Print the range of lines that opens with the line containing "Target: skylight" and closes with the last line of the listing. Include both ends; print nothing more.
════════════════
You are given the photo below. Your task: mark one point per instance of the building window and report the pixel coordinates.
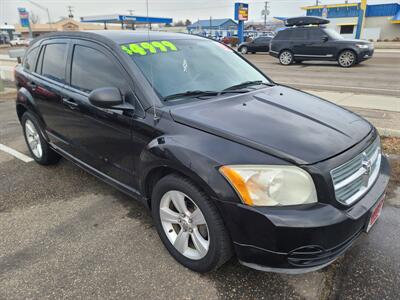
(346, 29)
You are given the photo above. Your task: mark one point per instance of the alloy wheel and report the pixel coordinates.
(184, 225)
(33, 138)
(347, 59)
(286, 58)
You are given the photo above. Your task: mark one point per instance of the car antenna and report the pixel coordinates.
(155, 117)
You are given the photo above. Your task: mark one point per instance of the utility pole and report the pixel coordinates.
(43, 8)
(265, 12)
(210, 26)
(70, 11)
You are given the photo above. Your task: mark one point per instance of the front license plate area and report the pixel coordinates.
(375, 213)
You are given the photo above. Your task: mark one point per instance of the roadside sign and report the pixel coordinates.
(23, 17)
(241, 11)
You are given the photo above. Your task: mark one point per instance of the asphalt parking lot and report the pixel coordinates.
(379, 75)
(65, 234)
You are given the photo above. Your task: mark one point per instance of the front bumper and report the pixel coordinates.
(298, 239)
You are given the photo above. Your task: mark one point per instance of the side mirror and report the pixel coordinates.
(107, 97)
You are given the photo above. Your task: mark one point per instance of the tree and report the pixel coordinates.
(34, 18)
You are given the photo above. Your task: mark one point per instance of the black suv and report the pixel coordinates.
(317, 43)
(259, 44)
(229, 162)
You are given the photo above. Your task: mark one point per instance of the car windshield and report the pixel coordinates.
(333, 34)
(180, 69)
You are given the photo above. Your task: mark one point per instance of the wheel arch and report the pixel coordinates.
(158, 172)
(347, 49)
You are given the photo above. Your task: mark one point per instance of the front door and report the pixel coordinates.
(47, 84)
(101, 137)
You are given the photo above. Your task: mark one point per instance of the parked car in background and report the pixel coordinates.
(259, 44)
(297, 44)
(230, 40)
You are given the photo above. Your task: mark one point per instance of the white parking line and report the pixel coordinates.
(15, 153)
(340, 86)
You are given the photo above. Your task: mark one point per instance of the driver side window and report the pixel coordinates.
(91, 69)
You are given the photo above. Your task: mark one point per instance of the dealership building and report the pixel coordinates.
(351, 20)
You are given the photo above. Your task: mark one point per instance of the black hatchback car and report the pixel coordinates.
(259, 44)
(229, 162)
(298, 44)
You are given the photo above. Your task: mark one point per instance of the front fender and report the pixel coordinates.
(168, 152)
(26, 100)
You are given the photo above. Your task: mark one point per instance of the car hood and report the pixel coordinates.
(281, 121)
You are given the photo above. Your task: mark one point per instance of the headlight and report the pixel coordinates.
(259, 185)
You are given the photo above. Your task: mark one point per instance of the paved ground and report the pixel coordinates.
(65, 234)
(379, 75)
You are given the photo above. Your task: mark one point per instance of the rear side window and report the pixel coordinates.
(30, 59)
(54, 62)
(91, 69)
(316, 34)
(299, 34)
(263, 40)
(284, 34)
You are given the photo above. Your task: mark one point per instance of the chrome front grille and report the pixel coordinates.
(353, 179)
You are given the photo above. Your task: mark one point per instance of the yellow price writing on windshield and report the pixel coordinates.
(145, 48)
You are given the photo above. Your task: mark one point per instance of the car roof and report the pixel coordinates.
(120, 36)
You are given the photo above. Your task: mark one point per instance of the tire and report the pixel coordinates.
(286, 57)
(202, 245)
(347, 58)
(37, 145)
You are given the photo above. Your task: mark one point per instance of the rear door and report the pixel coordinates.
(299, 41)
(101, 137)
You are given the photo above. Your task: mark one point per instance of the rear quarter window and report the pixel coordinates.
(91, 69)
(284, 35)
(54, 62)
(30, 59)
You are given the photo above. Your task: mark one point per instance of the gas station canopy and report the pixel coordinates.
(119, 19)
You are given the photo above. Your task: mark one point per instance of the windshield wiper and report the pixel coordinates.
(246, 84)
(196, 93)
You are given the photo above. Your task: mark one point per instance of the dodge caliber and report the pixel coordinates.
(229, 162)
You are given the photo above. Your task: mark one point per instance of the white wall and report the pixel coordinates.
(388, 30)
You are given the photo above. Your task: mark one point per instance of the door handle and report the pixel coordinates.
(32, 85)
(70, 102)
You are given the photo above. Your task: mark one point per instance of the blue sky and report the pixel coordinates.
(177, 9)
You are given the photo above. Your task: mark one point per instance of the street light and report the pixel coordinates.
(43, 8)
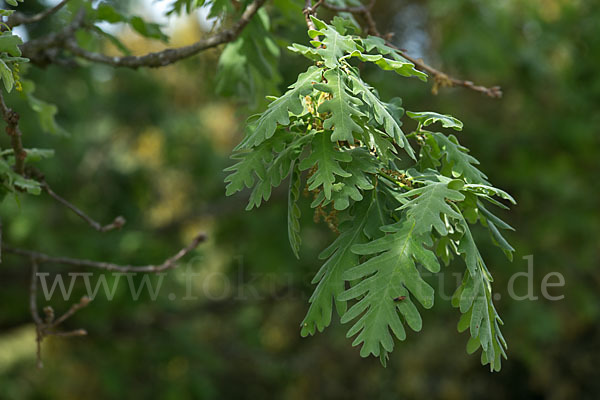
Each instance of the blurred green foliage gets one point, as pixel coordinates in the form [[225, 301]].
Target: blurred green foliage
[[151, 146]]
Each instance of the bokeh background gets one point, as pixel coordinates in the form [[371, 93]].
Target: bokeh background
[[151, 145]]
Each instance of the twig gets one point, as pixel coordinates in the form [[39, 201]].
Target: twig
[[444, 80], [12, 129], [171, 55], [34, 312], [441, 79], [47, 328], [117, 223], [19, 19], [309, 10], [167, 264]]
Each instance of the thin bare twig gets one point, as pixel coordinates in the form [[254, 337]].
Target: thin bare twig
[[47, 328], [172, 55], [12, 129], [310, 10], [117, 223], [34, 312], [441, 79], [169, 263], [19, 19]]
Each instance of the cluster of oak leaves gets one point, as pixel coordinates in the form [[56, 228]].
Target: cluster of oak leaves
[[397, 208]]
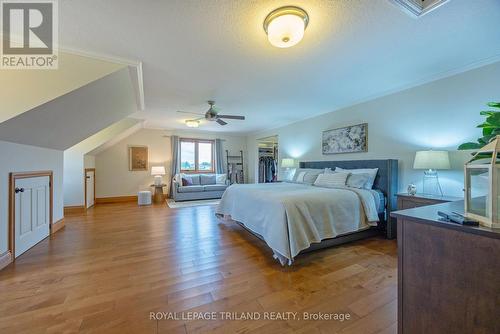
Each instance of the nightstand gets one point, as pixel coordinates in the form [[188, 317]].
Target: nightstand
[[158, 197], [406, 201]]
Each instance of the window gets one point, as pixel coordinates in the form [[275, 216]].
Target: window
[[197, 155]]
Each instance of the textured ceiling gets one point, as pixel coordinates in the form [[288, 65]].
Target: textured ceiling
[[353, 50]]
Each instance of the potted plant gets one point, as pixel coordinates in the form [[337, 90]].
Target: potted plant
[[491, 128]]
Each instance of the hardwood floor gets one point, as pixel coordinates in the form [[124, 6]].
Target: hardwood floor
[[107, 270]]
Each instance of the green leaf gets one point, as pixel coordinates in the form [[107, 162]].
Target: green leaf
[[470, 146], [486, 139], [487, 112], [487, 125], [494, 119], [488, 131]]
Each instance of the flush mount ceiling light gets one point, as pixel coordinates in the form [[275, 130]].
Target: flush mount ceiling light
[[192, 123], [285, 26]]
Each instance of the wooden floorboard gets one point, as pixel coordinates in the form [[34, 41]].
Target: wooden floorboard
[[109, 268]]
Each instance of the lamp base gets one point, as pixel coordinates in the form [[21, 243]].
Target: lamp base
[[431, 185]]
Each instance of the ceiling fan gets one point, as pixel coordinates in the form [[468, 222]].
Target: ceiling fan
[[212, 114]]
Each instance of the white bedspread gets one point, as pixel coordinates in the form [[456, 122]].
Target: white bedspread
[[290, 217]]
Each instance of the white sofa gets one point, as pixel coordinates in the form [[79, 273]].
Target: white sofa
[[204, 186]]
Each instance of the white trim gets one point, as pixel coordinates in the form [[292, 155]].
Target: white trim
[[5, 259], [101, 56]]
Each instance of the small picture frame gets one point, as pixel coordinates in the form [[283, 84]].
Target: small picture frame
[[349, 139], [138, 158]]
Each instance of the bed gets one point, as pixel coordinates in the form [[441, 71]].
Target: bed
[[295, 218]]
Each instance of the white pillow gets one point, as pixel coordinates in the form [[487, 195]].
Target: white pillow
[[220, 178], [331, 180], [300, 177], [372, 173]]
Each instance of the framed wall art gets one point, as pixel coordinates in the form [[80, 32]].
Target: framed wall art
[[349, 139]]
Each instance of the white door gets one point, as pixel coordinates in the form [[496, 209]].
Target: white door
[[32, 212], [90, 179]]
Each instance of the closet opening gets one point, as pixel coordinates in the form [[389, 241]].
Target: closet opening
[[268, 159]]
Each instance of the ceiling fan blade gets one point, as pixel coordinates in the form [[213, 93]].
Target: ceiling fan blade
[[188, 112], [231, 117]]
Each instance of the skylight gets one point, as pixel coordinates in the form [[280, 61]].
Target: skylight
[[418, 8]]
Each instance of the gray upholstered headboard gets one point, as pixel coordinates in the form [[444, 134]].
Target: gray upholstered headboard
[[386, 180]]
════════════════
RESPONSE BELOW:
Target: skylight
[[418, 8]]
Each instance of the gray upholstered headboard gets one point, as pixel coordinates in the form [[444, 134]].
Target: gray upholstered headboard
[[386, 180]]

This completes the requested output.